Tarefa proposta 1
Com base no texto sobre educação à distância, responda:
(a) Em que período foi realizada a experiência pedagógica coordenada pelo autor?
(b) Qual meio de comunicação, por via satelital, o trabalho pretende usar para eliminar a lacuna deixada pelas demais mídias?
(c) Em que se baseava a educação à distância no Brasil desde os primórdios do século XX?

EDUCAÇÃO À DISTÂNCIA POR TELECONFERÊNCIA INTERATIVA

Pedro Luiz de Oliveira Costa Neto1

  1Professor de pós-graduação da Escola Politécnica da USP, da Universidade Paulista e das Faculdades Tancredo Neves - Rua Alves Guimarães, 408/104 - 05410-000 - São Paulo - SP, Brasil, politeleia@uol.com.br

 

Resumo -— A partir de meados da década de 90, o ensino à distância teve considerável impulso no Brasil, mediante o uso de novas tecnologias de comunicação. Desde então, grande parte das iniciativas surgidas, mormente no campo acadêmico, têm-se utilizado principalmente da videoconferência e da Internet. Essas mídias, como as demais, têm suas vantagens e dificuldades, deixando uma lacuna que estamos pretendendo eliminar com o uso de uma terceira, a teleconferência interativa, por processo ainda inédito em nosso país, usando a via satelital. O objetivo do presente trabalho é apresentar e discutir uma experiência pedagógica coordenada pelo autor,  realizada de outubro a dezembro de 2002, usando a teleconferência interativa. Nossa intenção é trazer ao debate público os resultados alcançados, visando colaborar para a solução de problemas de ensino e treinamento à distância em situações economicamente justificadas pela economia de escala.  

Palavras-chave ― Economia de escala, interatividade, mudança de paradigma, transmissão satelital.

 

A EDUCAÇÃO À DISTÂNCIA NO BRASIL

A educação à distância (EAD) no Brasil tem um razoável histórico desde os primórdios do século XX, com base em ensino por correspondência e transmissões radiofônicas, conforme pode ser visto em [1], mas somente passou a se valer das modernas tecnologias da informação e telecomunicação a partir de meados dos anos noventa. A partir de então, registram-se diversas atividades baseadas no uso da Internet, da videoconferência, da teleconferência e de vídeos. Não nos deteremos aqui em tecnicalidades envolvendo esses veículos de comunicação, que os menos afeitos à questão poderão observar em [2].

Dados apresentados

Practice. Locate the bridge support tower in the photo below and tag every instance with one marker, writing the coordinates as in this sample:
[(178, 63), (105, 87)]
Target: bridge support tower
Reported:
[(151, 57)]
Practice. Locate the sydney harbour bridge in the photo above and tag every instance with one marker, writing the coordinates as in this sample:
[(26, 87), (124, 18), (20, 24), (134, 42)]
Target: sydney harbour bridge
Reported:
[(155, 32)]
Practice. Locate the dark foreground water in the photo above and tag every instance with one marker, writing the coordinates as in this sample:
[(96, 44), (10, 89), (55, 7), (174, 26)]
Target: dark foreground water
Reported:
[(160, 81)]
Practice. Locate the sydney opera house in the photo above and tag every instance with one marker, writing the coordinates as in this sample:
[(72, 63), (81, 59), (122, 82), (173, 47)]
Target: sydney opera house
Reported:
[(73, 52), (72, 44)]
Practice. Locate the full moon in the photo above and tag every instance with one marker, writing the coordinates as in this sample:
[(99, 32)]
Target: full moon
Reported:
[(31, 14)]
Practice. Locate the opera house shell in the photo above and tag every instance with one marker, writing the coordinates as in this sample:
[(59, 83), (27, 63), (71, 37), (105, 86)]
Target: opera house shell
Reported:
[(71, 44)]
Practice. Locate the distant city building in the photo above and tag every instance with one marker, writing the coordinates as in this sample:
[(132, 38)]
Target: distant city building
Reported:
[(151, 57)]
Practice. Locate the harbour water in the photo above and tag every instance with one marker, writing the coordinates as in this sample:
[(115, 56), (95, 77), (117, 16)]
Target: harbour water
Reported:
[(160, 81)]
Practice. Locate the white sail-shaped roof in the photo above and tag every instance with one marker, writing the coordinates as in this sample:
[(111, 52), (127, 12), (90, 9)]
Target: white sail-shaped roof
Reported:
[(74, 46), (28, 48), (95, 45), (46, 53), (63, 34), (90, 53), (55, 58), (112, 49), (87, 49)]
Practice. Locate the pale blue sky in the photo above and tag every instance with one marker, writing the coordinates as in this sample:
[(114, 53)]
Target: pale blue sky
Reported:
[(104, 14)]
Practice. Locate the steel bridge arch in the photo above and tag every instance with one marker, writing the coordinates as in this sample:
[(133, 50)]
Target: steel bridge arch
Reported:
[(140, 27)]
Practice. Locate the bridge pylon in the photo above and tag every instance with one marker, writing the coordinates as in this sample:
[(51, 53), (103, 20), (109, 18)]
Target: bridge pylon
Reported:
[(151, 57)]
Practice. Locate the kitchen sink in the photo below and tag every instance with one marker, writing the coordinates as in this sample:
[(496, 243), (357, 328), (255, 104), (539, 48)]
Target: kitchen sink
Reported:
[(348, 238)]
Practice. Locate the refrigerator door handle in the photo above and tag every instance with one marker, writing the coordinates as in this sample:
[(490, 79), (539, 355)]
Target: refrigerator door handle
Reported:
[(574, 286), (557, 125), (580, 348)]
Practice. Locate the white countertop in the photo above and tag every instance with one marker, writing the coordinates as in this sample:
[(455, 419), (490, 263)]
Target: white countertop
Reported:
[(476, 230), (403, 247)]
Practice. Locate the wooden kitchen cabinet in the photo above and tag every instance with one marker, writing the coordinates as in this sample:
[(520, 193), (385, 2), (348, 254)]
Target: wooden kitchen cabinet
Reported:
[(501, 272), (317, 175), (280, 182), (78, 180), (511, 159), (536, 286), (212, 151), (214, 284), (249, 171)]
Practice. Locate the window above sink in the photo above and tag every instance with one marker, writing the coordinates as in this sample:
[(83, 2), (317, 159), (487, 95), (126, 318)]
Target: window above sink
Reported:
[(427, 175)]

Tarefa proposta 2
Atualize, nos registros, tudo desde a linha que contém "Practice. Locate the wooden" até a linha que contém "284), (249, 171)]", inclusive, trocando "wooden kitchen cabinet" por "kitchen cupboard" e mantendo todo o restante inalterado. Apresente apenas essas linhas.

Resposta final 1
(a) De outubro a dezembro de 2002.
(b) A teleconferência interativa.
(c) No ensino por correspondência e em transmissões radiofônicas.

Resposta final 2
Practice. Locate the kitchen cupboard in the photo above and tag every instance with one marker, writing the coordinates as in this sample:
[(520, 193), (385, 2), (348, 254)]
Target: kitchen cupboard
Reported:
[(501, 272), (317, 175), (280, 182), (78, 180), (511, 159), (536, 286), (212, 151), (214, 284), (249, 171)]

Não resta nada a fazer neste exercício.